*WHAT IS ASKED*: Write out only the tail of the records, beginning at the line containing "In the photo above, where can the dark suit" and including the last line, exactly as written.

>> BEGIN MATERIAL FOR THE TASK

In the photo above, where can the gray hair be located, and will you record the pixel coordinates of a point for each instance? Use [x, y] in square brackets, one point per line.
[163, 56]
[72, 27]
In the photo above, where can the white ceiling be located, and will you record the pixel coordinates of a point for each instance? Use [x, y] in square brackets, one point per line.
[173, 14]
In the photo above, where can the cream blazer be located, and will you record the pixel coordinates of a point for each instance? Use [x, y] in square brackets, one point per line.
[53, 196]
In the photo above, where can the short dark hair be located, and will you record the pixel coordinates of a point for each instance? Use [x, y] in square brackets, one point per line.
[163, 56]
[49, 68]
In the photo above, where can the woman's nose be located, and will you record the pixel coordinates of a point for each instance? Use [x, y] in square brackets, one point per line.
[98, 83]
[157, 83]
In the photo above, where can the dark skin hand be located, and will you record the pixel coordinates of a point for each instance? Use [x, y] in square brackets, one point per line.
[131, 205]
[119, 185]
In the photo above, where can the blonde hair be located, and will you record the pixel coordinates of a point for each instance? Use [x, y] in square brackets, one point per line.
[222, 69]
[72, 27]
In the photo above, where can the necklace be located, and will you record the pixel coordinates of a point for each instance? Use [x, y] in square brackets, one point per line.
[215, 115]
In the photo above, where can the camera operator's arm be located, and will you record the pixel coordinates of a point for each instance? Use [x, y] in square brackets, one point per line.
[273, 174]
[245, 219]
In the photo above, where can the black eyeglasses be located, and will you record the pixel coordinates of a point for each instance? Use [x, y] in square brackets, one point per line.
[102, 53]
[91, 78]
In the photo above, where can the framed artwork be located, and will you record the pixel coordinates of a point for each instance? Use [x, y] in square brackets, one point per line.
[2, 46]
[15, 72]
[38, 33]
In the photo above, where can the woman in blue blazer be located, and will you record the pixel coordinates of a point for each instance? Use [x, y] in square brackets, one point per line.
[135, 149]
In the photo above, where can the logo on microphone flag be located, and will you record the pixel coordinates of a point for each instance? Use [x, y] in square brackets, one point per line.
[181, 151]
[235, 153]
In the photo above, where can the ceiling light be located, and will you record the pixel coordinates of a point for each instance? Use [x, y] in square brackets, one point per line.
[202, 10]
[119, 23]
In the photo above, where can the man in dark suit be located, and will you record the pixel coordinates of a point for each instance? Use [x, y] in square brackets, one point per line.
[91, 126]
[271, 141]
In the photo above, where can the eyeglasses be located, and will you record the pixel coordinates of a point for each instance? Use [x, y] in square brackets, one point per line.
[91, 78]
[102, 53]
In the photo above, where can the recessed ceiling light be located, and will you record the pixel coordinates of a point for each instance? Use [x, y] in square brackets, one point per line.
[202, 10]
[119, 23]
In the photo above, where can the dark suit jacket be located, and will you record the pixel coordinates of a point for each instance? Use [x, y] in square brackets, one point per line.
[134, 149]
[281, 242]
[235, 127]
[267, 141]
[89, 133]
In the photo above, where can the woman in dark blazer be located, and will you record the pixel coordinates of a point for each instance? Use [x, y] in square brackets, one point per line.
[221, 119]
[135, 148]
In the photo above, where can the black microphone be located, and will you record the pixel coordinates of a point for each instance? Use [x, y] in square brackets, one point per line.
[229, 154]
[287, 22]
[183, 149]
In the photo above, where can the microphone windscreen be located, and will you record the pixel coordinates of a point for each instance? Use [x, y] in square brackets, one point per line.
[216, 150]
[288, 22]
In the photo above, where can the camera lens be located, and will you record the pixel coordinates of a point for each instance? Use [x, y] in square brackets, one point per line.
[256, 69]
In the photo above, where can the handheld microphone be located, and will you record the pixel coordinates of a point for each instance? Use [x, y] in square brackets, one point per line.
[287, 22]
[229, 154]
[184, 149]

>> END MATERIAL FOR THE TASK

*WORKED SOLUTION*:
In the photo above, where can the dark suit jacket be located, and will you record the pixel coordinates of a point for each instance? Use [x, y] in square brackets, one point per line.
[134, 149]
[281, 242]
[235, 127]
[267, 141]
[89, 133]
In the photo above, where can the woman in dark blazer be located, and will you record the pixel coordinates of a point for each instance? Use [x, y] in square brackets, one point per line.
[221, 119]
[135, 148]
In the photo above, where can the black microphone be located, and will you record the pixel coordinates of a point for each instance? Use [x, y] in square brackets, one point per line.
[229, 154]
[287, 22]
[183, 149]
In the photo above, where can the microphone windscreen be located, and will you record the pixel coordinates of a point for each instance? Use [x, y] in square brackets, one point per line.
[216, 150]
[288, 22]
In the photo above, where can the camera lens be located, and will you record the pixel coordinates of a point for each instance? Use [x, y] in square brackets, one point per line.
[256, 69]
In the photo above, where can the handheld microphone be located, and will you record the pixel coordinates of a point for each instance? Use [x, y] in square brackets, one point per line.
[287, 22]
[229, 154]
[184, 149]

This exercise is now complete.